(DIRECTIONS) Beneath this instruction is a listing. Transcribe from it only the stretch from the line with "Each instance of the pepperoni" through the line with "Each instance of the orange plastic", both end lines included, exactly as written.

(RECORDS SUPPLIED)
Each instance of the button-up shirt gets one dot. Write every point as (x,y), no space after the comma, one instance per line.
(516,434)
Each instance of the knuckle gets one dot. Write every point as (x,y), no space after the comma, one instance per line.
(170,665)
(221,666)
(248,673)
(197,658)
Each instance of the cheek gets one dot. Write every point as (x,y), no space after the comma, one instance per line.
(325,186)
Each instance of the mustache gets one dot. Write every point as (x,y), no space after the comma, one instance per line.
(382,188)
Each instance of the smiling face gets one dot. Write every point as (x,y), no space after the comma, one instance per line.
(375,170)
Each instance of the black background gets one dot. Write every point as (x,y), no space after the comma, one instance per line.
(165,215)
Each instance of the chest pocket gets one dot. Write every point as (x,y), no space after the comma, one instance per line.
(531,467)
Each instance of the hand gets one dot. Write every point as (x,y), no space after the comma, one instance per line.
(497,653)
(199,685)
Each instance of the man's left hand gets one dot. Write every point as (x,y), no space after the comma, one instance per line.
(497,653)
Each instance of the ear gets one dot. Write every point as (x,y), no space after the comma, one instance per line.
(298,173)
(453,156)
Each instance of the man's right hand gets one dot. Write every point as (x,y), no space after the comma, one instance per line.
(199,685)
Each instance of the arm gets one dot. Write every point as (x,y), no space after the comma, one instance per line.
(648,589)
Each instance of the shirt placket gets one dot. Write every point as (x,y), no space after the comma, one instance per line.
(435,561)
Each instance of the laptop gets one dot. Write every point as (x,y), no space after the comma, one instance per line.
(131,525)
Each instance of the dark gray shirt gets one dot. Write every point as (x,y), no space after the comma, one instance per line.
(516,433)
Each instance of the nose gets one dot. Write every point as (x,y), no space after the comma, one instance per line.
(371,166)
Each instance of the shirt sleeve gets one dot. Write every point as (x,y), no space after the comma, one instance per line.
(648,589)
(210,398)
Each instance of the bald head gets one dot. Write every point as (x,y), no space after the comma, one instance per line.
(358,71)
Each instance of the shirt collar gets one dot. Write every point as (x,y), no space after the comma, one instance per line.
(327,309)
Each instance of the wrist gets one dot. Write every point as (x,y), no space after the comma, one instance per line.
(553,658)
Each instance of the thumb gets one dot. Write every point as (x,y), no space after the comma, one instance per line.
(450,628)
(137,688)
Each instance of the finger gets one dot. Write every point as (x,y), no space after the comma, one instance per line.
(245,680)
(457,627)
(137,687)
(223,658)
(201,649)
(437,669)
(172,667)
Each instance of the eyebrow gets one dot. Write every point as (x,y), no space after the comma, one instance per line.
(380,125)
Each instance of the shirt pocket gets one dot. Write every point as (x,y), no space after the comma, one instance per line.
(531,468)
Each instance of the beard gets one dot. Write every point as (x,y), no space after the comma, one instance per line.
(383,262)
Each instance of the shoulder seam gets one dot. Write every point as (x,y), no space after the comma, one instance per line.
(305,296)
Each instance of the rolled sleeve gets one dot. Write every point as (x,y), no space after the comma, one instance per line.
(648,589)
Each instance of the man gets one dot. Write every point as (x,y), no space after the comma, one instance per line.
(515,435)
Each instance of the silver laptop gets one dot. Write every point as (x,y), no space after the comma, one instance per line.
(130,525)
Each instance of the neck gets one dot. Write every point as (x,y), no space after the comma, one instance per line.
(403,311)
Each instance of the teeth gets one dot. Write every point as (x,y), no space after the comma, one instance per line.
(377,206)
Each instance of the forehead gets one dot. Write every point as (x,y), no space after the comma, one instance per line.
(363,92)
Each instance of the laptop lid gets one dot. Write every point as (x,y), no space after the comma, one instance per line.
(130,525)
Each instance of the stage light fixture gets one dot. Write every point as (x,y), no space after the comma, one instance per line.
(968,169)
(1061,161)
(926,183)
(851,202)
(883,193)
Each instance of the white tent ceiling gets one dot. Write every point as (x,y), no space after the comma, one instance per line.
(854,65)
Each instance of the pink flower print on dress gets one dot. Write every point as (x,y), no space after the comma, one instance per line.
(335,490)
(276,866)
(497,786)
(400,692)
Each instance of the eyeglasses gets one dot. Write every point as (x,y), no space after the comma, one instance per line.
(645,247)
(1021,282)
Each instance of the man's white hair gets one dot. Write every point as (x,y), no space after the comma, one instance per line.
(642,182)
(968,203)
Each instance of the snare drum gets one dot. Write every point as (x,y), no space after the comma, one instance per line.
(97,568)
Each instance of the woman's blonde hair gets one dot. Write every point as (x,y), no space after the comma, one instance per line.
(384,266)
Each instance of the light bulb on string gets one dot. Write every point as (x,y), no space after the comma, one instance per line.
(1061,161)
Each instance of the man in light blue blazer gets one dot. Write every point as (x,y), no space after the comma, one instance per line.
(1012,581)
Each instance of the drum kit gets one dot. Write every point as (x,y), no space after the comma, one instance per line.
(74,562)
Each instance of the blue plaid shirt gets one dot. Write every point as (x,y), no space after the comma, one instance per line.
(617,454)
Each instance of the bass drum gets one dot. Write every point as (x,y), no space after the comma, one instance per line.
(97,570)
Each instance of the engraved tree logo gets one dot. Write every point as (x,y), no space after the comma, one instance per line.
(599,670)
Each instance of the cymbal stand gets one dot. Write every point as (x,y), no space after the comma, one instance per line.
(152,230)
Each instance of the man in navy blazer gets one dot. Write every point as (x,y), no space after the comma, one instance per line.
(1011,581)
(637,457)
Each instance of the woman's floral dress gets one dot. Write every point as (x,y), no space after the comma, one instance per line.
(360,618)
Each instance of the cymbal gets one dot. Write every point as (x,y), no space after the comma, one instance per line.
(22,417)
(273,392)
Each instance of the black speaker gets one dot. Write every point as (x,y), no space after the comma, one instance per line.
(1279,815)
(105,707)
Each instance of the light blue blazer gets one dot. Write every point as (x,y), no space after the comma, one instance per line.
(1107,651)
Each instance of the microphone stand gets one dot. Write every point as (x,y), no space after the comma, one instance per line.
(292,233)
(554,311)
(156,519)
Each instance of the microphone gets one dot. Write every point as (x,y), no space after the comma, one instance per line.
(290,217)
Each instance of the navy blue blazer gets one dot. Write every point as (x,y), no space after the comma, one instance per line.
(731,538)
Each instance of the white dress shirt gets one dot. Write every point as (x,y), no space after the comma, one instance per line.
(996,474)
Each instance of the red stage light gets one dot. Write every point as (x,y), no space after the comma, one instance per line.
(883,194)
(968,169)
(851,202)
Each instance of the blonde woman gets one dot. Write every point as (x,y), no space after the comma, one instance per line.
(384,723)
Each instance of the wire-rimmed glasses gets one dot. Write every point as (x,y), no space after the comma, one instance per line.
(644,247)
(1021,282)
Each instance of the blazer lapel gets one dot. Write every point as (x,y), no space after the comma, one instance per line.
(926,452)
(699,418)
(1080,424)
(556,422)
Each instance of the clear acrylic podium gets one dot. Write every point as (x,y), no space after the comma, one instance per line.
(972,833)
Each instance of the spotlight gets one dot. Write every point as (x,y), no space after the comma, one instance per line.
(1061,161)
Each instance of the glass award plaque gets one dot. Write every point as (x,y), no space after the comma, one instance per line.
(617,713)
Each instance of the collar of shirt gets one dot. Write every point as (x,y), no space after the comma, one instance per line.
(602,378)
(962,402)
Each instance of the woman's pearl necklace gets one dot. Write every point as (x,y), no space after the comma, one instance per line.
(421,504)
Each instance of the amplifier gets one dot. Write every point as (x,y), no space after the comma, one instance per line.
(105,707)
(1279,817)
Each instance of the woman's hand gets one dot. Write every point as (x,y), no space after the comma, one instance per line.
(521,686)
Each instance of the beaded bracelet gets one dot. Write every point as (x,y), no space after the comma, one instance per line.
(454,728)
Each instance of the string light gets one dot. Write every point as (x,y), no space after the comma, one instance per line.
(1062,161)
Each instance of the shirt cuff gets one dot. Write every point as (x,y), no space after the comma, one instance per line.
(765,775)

---

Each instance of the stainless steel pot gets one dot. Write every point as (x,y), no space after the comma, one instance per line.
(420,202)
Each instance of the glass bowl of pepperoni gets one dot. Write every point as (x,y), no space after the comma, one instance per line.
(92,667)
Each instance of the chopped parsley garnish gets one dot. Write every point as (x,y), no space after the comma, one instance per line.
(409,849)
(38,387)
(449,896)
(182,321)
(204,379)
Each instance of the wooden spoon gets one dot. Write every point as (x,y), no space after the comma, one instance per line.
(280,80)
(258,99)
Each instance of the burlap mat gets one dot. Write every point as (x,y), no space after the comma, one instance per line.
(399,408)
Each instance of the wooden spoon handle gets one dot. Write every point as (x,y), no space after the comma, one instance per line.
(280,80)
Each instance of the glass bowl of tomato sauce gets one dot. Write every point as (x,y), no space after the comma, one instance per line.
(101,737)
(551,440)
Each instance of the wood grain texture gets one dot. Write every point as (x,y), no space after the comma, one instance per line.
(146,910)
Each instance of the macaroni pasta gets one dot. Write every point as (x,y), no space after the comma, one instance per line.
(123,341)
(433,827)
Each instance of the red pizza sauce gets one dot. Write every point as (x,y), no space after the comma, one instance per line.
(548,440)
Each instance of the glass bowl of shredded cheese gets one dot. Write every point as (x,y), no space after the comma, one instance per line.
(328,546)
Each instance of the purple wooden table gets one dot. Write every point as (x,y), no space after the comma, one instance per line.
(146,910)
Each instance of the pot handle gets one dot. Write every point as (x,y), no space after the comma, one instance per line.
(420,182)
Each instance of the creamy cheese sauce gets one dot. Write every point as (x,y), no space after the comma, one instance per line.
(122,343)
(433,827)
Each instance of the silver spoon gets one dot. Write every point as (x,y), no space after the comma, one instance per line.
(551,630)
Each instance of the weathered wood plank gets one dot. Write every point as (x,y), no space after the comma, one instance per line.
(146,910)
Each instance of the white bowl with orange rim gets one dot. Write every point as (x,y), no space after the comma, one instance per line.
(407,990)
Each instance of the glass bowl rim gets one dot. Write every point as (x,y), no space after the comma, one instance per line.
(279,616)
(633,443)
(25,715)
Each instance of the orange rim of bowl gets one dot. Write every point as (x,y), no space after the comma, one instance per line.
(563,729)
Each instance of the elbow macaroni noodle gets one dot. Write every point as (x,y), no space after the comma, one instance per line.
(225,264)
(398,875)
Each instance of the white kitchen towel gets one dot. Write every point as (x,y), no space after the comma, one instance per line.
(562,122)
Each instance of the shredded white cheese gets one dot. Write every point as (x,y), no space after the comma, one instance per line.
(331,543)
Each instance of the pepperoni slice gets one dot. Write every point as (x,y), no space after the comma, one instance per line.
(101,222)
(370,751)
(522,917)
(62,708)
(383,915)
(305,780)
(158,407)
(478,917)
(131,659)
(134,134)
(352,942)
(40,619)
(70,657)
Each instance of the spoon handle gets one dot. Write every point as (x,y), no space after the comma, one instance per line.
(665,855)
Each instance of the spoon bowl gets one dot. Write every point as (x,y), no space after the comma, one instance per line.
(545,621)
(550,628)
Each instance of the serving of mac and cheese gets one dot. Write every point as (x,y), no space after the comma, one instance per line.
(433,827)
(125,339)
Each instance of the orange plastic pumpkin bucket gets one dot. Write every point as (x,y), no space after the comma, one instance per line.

(EXERCISE RESULT)
Each instance of the pepperoni slice gets one dot. Write every point as (x,y), no space after the comma, one instance per line.
(101,222)
(370,751)
(522,917)
(62,708)
(383,915)
(305,780)
(158,407)
(478,917)
(131,659)
(134,134)
(352,942)
(40,619)
(70,657)
Each instance of the spoon handle gets one dot. Write every point as (x,y), no space after the comma, one instance per line.
(665,855)
Each instance of the spoon bowl gets one dot. Write every point as (x,y), no space after the comma, one instance per line.
(545,621)
(550,628)
Each instance of the serving of mac and cheese gets one dot. Write every point as (x,y), no space after the comma, one instance per line.
(433,827)
(125,339)
Each instance of the orange plastic pumpkin bucket gets one dot. Write every point as (x,y), no space after the comma, one instance per line.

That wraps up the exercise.